• [Your goal]: Extract the entries below word for word, starting at the line that contains "Screen reader assistance — describe where the smartphone" and continuing through the end of the entries.

▬▬▬▬▬▬▬▬▬▬

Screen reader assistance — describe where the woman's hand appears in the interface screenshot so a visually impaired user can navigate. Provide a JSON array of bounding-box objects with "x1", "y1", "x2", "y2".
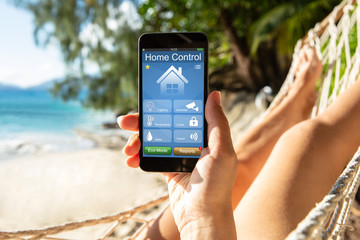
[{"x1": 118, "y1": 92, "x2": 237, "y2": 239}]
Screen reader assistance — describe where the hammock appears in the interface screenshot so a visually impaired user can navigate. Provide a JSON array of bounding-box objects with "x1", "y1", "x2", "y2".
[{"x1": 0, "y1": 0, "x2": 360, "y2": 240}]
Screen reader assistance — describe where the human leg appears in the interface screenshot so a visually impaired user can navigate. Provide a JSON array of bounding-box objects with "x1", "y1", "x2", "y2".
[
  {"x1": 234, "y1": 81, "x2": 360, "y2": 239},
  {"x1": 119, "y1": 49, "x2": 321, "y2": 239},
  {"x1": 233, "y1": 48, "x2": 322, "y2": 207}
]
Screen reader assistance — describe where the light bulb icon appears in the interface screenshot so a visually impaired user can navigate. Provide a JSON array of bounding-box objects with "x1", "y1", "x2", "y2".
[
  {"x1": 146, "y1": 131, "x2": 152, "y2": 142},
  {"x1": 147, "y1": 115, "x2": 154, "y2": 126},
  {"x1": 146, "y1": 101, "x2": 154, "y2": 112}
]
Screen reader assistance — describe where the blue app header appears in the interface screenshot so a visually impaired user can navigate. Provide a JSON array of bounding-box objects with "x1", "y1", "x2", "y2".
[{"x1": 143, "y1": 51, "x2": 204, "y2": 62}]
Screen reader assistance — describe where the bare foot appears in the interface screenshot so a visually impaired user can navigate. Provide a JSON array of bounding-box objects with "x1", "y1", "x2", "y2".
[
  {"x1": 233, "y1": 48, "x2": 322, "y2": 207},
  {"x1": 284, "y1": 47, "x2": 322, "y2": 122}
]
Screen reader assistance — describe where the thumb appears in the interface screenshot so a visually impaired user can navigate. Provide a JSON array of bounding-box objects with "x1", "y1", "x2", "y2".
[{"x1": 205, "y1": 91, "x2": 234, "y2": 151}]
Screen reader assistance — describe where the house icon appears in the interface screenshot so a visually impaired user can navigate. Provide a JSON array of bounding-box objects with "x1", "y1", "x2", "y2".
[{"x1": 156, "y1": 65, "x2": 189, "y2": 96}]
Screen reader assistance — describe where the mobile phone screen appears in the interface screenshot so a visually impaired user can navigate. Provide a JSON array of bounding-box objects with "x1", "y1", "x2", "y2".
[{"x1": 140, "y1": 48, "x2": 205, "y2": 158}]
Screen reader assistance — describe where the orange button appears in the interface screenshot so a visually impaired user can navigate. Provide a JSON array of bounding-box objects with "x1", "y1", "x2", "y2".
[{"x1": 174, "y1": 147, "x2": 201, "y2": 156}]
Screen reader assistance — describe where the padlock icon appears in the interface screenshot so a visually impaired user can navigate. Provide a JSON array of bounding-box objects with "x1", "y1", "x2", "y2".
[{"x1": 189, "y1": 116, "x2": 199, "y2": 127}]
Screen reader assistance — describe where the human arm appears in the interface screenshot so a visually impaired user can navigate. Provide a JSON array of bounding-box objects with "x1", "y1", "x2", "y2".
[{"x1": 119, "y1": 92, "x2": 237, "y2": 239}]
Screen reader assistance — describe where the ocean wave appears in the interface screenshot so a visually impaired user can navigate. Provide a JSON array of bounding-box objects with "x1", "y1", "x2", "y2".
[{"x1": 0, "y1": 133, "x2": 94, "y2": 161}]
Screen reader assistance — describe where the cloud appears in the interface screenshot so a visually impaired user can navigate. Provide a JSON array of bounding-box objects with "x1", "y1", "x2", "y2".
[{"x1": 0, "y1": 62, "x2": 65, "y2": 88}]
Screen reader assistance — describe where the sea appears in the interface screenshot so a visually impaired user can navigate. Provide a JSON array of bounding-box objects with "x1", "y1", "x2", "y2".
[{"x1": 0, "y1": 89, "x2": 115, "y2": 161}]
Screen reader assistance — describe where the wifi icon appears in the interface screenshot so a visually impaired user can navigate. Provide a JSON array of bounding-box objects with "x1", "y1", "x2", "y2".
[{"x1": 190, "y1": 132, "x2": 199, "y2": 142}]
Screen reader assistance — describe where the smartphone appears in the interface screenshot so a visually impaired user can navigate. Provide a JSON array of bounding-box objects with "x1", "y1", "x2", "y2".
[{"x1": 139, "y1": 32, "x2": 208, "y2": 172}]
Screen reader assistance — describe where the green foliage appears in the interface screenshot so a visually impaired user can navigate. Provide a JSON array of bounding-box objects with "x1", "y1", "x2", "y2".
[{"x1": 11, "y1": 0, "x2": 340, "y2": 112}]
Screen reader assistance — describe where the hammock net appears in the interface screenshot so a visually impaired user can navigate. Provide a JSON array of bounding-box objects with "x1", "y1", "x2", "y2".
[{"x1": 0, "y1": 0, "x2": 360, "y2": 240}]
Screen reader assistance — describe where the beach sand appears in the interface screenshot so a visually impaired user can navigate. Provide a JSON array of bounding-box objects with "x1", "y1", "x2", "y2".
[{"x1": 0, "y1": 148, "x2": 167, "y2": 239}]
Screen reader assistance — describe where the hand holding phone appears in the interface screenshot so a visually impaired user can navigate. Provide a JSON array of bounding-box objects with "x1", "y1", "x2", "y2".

▬▬▬▬▬▬▬▬▬▬

• [Answer below]:
Screen reader assistance — describe where the smartphone appears in the interface screenshot so a visually impaired user can navigate. Provide a JSON array of bounding-box objects with "x1", "y1", "x2", "y2".
[{"x1": 139, "y1": 32, "x2": 208, "y2": 172}]
Screen reader assistance — describe where the green foliage appears in the interface screenshot so a visually impaired user can navigate. Provide a JSON array of bounding-box objects with "x1", "y1", "x2", "y2".
[{"x1": 11, "y1": 0, "x2": 340, "y2": 112}]
Screen reader assistance — describe where the hammock net appears in the interface screenshot so a visually impaired user can navigate. Provide a JSON array of bounding-box objects with "x1", "y1", "x2", "y2".
[{"x1": 0, "y1": 0, "x2": 360, "y2": 240}]
Screen reader assistance — describe where the beach sand appears in the interface screenshot so a visually impaired user can navigate. Provide a JSON array of bounding-box objects with "x1", "y1", "x2", "y2".
[{"x1": 0, "y1": 148, "x2": 167, "y2": 239}]
Screen reader assistance — describe where the hand holding phone appears in the interface screenshot so a visually impaired user can navigate. Provide a JSON array of bounding-box objects with "x1", "y1", "x2", "y2".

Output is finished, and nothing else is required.